◆ Challenge: Return all of the entries word for word, but omit the pictures they contain.

◆ Data:
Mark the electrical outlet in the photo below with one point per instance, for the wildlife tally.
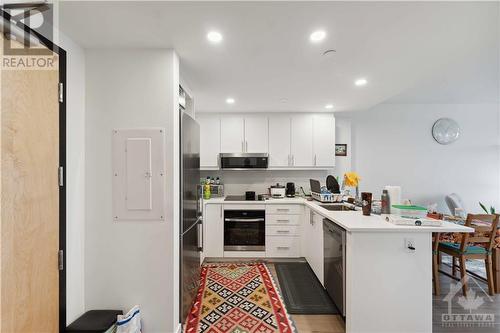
(410, 245)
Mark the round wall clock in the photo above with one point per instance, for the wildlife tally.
(445, 131)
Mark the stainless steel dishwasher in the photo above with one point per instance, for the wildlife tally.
(334, 263)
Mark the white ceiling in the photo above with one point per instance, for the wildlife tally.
(427, 52)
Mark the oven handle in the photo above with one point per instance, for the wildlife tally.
(244, 220)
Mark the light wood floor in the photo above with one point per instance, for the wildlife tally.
(313, 323)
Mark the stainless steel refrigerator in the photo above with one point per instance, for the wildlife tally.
(191, 235)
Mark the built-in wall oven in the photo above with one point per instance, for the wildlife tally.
(244, 230)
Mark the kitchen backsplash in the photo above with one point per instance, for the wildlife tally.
(237, 182)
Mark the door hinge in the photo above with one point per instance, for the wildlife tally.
(60, 260)
(61, 176)
(61, 92)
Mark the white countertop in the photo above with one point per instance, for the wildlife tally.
(352, 221)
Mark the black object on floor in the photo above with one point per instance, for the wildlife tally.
(94, 321)
(302, 291)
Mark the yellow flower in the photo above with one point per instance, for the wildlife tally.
(351, 179)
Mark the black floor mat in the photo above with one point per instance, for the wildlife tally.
(302, 291)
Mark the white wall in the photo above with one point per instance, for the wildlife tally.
(392, 144)
(75, 177)
(135, 262)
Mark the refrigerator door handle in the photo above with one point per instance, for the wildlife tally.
(199, 227)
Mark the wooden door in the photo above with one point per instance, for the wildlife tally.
(29, 200)
(209, 140)
(279, 141)
(232, 134)
(256, 134)
(324, 140)
(301, 147)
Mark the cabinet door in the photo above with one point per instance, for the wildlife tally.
(256, 134)
(209, 140)
(213, 231)
(232, 134)
(301, 141)
(316, 249)
(279, 141)
(324, 140)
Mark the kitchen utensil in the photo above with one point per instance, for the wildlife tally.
(332, 185)
(290, 190)
(366, 202)
(315, 185)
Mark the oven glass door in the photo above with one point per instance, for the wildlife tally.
(244, 230)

◆ Exercise output:
Mark the electrical outlet in the photo below with one point per instance, for the wildlife tally.
(410, 245)
Mark the round wall clock in the photo above with one point per instance, for the wildlife tally.
(445, 131)
Mark the stainless steel dishwasher in the photo above with one point per instance, for the wildlife tally.
(334, 263)
Mark the white ceiling in the photo above with one point per instance, for the wildlife tally.
(427, 52)
Mark the oven handle in the photo above with one point per instance, for the wildlife tally.
(244, 220)
Mark the light wood floor in the photo above with one point per instance, for the wildlife tally.
(313, 323)
Mark the stainless steel refrigerator in the photo above with one point per instance, for the wildlife tally.
(191, 235)
Mark the built-in wall oven in the photo above with one point per instance, for the wildlife tally.
(244, 230)
Mark the kitchen backsplash in the photo above with one point per instance, for the wildlife tally.
(237, 182)
Mark the door hinge in the photo above with one point per instance, for the wildlife tally.
(60, 260)
(61, 176)
(61, 92)
Mark the white countertop in the photo above with one point per instance, for the wildlife tally.
(352, 221)
Mark the black object on floor in the photo above with one point per instance, for the wildlife tally.
(94, 321)
(302, 291)
Mark the yellow flower in the photo above with one point per instance, for the wildlife tally.
(351, 179)
Mark the black floor mat in the photo above with one point per instance, for the wildlife tally.
(302, 291)
Mark the white wall in the photo above with one point per instance, for the wildlife tally.
(392, 144)
(75, 177)
(135, 262)
Mark the refrigerator door handle in the photo above with one point per instance, for the wildlife tally.
(199, 227)
Mark the wooden door in the photo above with one point per instance, for the wildlife tally.
(29, 200)
(209, 140)
(279, 141)
(232, 134)
(256, 134)
(324, 140)
(301, 147)
Mark the cabinet door in the photo above with one point per instance, for the wildlife tally.
(256, 134)
(209, 140)
(213, 231)
(232, 134)
(301, 141)
(316, 249)
(279, 141)
(324, 140)
Mark the kitchen utensil in the photo above with one point per instance, for the wildlife tally.
(332, 185)
(290, 190)
(366, 202)
(315, 185)
Mark the oven glass door in the photo above with one point per instance, for the wildlife tally.
(244, 230)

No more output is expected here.